A verbatim reprint of the records below is what this exercise asks for.

> _DATA RECORDS_
-*-*-

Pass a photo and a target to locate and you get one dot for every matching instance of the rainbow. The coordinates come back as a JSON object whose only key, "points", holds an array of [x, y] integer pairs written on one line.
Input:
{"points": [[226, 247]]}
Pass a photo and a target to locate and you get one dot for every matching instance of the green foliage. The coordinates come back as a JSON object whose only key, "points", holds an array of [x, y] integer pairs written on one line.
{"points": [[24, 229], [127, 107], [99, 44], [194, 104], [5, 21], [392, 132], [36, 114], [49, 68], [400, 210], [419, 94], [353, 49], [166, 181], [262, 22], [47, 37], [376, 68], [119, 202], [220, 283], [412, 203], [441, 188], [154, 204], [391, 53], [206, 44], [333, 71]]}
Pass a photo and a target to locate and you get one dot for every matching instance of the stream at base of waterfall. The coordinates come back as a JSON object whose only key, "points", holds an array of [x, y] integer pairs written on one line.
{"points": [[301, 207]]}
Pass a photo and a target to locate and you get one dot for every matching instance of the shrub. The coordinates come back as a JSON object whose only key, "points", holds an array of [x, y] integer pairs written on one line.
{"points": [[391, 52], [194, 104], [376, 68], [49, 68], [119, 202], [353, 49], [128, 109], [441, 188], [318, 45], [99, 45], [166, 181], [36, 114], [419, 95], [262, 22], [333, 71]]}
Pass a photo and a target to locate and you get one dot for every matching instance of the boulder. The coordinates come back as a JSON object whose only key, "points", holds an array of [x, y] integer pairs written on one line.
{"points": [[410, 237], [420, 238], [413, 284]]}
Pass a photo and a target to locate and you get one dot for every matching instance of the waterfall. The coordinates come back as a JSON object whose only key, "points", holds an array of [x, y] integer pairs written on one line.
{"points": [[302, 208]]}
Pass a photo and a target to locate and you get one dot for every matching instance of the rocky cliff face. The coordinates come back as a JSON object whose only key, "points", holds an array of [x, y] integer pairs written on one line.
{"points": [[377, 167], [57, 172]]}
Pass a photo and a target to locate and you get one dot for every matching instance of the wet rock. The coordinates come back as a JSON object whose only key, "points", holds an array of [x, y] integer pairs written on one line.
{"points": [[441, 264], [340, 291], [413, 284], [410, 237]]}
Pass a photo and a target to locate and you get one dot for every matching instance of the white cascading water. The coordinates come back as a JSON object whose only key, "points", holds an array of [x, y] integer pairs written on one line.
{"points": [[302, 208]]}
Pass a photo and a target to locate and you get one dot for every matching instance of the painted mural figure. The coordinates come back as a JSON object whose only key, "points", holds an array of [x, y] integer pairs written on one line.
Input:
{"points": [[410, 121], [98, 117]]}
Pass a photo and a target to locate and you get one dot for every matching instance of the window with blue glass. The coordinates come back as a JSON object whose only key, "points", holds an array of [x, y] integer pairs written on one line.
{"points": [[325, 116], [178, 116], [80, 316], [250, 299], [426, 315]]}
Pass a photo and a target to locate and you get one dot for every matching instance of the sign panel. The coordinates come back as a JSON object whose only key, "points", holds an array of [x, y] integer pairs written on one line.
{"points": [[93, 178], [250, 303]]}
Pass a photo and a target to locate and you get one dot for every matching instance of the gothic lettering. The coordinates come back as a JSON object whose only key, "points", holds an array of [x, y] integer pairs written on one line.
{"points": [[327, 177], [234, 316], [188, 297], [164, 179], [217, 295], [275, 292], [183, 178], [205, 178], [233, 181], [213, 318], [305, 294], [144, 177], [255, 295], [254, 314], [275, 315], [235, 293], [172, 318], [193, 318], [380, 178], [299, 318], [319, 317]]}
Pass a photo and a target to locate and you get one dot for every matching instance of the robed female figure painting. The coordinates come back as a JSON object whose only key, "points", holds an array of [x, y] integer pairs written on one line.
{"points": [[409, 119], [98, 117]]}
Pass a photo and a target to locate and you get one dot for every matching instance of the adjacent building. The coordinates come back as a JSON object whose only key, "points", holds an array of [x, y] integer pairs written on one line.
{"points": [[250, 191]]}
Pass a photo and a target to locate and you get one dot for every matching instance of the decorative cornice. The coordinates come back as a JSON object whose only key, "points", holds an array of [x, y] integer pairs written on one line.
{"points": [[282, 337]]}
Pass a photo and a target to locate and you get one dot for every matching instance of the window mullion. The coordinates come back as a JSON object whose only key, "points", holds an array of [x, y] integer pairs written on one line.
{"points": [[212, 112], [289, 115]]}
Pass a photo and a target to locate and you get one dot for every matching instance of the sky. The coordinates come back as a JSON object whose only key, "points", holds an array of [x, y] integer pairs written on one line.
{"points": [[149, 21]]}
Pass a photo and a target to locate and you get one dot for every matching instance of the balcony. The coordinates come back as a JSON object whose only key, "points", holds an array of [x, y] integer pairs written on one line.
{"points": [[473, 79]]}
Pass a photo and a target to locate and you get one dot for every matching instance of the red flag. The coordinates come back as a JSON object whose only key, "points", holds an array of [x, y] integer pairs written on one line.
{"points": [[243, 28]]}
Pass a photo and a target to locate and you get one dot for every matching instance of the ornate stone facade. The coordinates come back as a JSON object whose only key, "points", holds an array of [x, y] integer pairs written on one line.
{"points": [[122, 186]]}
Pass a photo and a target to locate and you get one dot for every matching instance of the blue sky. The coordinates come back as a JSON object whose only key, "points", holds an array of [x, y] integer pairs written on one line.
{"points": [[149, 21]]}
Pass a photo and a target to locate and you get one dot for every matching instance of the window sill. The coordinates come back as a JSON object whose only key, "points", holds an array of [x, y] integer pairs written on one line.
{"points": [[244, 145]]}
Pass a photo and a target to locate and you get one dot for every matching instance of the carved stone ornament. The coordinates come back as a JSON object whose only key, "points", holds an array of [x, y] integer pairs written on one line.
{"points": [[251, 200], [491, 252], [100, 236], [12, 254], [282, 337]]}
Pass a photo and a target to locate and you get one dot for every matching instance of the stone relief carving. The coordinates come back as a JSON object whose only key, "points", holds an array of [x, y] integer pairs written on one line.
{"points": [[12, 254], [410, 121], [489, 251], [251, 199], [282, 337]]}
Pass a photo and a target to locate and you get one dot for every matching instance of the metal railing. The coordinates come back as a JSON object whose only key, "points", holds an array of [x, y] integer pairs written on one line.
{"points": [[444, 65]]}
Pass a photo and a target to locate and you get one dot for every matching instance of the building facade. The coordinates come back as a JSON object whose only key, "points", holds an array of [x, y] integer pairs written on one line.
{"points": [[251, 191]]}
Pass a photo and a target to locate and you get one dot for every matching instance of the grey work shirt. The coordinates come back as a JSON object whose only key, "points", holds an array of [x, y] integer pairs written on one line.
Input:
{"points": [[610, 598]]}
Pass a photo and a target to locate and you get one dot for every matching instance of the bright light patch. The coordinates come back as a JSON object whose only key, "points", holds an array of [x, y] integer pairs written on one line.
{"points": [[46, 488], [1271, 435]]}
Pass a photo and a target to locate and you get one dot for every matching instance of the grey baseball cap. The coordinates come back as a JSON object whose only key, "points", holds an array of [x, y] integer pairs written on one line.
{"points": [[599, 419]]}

-*-*-

> _RESULT OF THE EXERCISE_
Pass a photo and a target to locate and you get one dot for every matching instance of the rainbow. The coordinates come back as a JSON object whose only key, "points", holds an array of [x, y] integer pairs written on one line.
Input:
{"points": [[226, 247]]}
Pass a photo and a target to locate and you get one dot for every matching instance of the green foliage. The coordinates come back as a JSON object whose only key, "points", holds an array of [x, y] integer pairs written on one line.
{"points": [[24, 229], [127, 107], [99, 44], [194, 104], [5, 21], [392, 132], [36, 114], [49, 68], [400, 210], [419, 94], [353, 49], [166, 181], [262, 22], [47, 37], [376, 68], [119, 202], [220, 283], [412, 203], [441, 188], [154, 204], [391, 53], [206, 44], [333, 71]]}
Pass a photo and a target to locate and you get one dot for every matching instance of the stream at base of waterfall. The coordinates come back as a JSON object whose only key, "points", holds an array of [x, y] integer pairs written on one line.
{"points": [[301, 207]]}
Pass a photo and a target to locate and you get one dot for every matching instance of the shrub. The coordinates come back as a JSON object whose only key, "points", holds an array of [x, y] integer pairs written on one line.
{"points": [[391, 52], [194, 104], [376, 68], [49, 68], [119, 202], [353, 49], [128, 109], [441, 188], [318, 45], [99, 45], [166, 181], [36, 114], [419, 95], [262, 22], [333, 71]]}
Pass a photo and a target to locate and you get one dot for every matching instance of the boulder. The coordinates come back as a JSON object whose only key, "points", holds an array of [x, y] integer pairs written on one line.
{"points": [[410, 237], [420, 238], [413, 284]]}
Pass a photo and a target to locate and you get one dot for every matching instance of the waterfall. The coordinates come back as a JSON object whose only key, "points", holds an array of [x, y] integer pairs written on one line.
{"points": [[302, 208]]}
Pass a photo and a target to locate and you get one dot for every matching instance of the rocky cliff face. The coordinates come back as a JSON object whose only key, "points", holds an array of [x, y] integer pairs written on one line.
{"points": [[377, 167], [57, 172]]}
Pass a photo and a target to locate and you get one dot for every matching instance of the wet rock. The coordinates come back as a JSON object whose only key, "points", holds an array of [x, y] integer pairs written on one line.
{"points": [[441, 264], [340, 291], [413, 284], [410, 237]]}
Pass a photo and a target to locate and you get one dot for every matching instance of the white cascading water. The coordinates come back as a JSON object whose only key, "points", holds an array of [x, y] integer pairs written on one line.
{"points": [[302, 208]]}
Pass a photo and a target to locate and you get one dot for every matching instance of the painted mural figure. The coordinates come back as a JSON object whose only key, "points", holds an array of [x, y] integer pairs written on one line.
Input:
{"points": [[410, 121], [98, 117]]}
Pass a photo and a target to locate and you get one dot for every matching instance of the window with blue glass. The coordinates come back as a JSON object whose only key, "points", holds an array of [x, y] integer pairs written on one line.
{"points": [[325, 116], [178, 116], [80, 316], [250, 299], [426, 315]]}
Pass a photo and a target to locate and you get one dot for every matching instance of the sign panel. The coordinates come back as a JSON object whose only key, "points", holds an array of [x, y] integer pairs written on one line.
{"points": [[93, 178], [250, 303]]}
Pass a photo and a target to locate and you get one dot for every matching instance of the gothic lettering. The coordinates come back as a JSON object whose only key, "points", holds an array of [x, y] integer pairs written on one line.
{"points": [[327, 177], [234, 316], [188, 297], [164, 179], [217, 295], [275, 292], [183, 178], [205, 178], [233, 181], [213, 318], [305, 294], [144, 177], [255, 295], [254, 314], [275, 315], [235, 293], [172, 318], [193, 318], [380, 178], [299, 318], [319, 317]]}
Pass a photo and a target to locate and you get one dot for every matching instance of the robed female figure painting. The coordinates come back as a JSON object whose only key, "points", holds an array of [x, y] integer pairs written on one line.
{"points": [[409, 119], [98, 117]]}
Pass a photo and a target to locate and you get one dot for every matching instance of the adjacent building. The coordinates come back as a JSON object whose only key, "points", holds an array of [x, y] integer pairs written on one line.
{"points": [[250, 191]]}
Pass a photo and a target to locate and you get one dot for every matching instance of the decorative cornice. The coordinates come back as a JSON object whose only key, "points", holds an array of [x, y] integer pairs written on one line.
{"points": [[282, 337]]}
Pass a photo and a target to locate and you get one dot for every matching instance of the window mullion. The coordinates come back as a JSON object whose only key, "points", holds an array of [x, y] integer pairs written on one line.
{"points": [[212, 112], [289, 115]]}
Pass a photo and a target to locate and you get one dot for every matching instance of the sky. The coordinates come back as a JSON object whose only key, "points", holds an array of [x, y] integer pairs written on one line.
{"points": [[149, 21]]}
Pass a photo and a target to locate and you get one dot for every matching instance of the balcony. The coordinates come back as a JSON object whose only key, "points", holds an array of [x, y] integer pairs written on one line.
{"points": [[473, 79]]}
Pass a photo and a target to locate and you get one dot for every matching instance of the red flag. The coordinates come back as a JSON object whose only key, "points", holds an array of [x, y] integer pairs written on one line.
{"points": [[243, 28]]}
Pass a photo and a target to locate and you get one dot for every matching instance of the ornate stone facade. The coordinates come back as a JSON object whose only key, "points", holds an array of [x, y] integer pairs written on one line.
{"points": [[122, 186]]}
Pass a photo and a target to locate and you get one dot for every matching instance of the blue sky. The coordinates come back as a JSON object whose only key, "points", holds an array of [x, y] integer pairs written on one line.
{"points": [[149, 21]]}
Pass a photo and a target to locate and you get one dot for every matching instance of the window sill. The coordinates come back as a JSON object whose only key, "points", holds an array of [x, y] integer pairs written on one line.
{"points": [[244, 145]]}
Pass a photo and a target to locate and you get one dot for every matching instance of the carved stone ornament. The coordinates come back as a JSON object whose only key, "points", holds an array of [x, y] integer pairs written on one line.
{"points": [[251, 200], [491, 252], [100, 236], [12, 254], [282, 337]]}
Pass a photo and a target to locate and you get one dot for every matching instance of the stone relief carving. The coordinates come back as a JSON object whose only key, "points", holds an array of [x, y] integer pairs written on one line.
{"points": [[12, 254], [410, 121], [489, 251], [251, 199], [282, 337]]}
Pass a photo and a target to locate and you get one dot for every matching instance of the metal railing. The coordinates come back as a JSON object whose only key, "points", holds an array of [x, y] integer pairs written on one line.
{"points": [[444, 65]]}
Pass a photo and a target to locate and you get one dot for every matching instance of the building facade. The coordinates come back as a JSON object whose only key, "points", holds an array of [x, y] integer pairs written on one line.
{"points": [[251, 191]]}
Pass a photo and a target to locate and you get one dot for every matching instance of the grey work shirt. The coordinates come back as a JSON object whose only key, "points", holds an array of [x, y] integer pairs written on one line.
Input:
{"points": [[610, 598]]}
Pass a photo and a target to locate and you get one dot for every matching instance of the bright light patch. The coordinates come back as a JSON object whose only key, "points", holds an array of [x, y] integer pairs written on one line.
{"points": [[46, 488], [1271, 435]]}
Pass a photo and a target to locate and you get one dot for every matching instance of the grey baseball cap. The coordinates come back as a JSON object whose only key, "points", holds an array of [x, y] integer pairs written on one line.
{"points": [[599, 419]]}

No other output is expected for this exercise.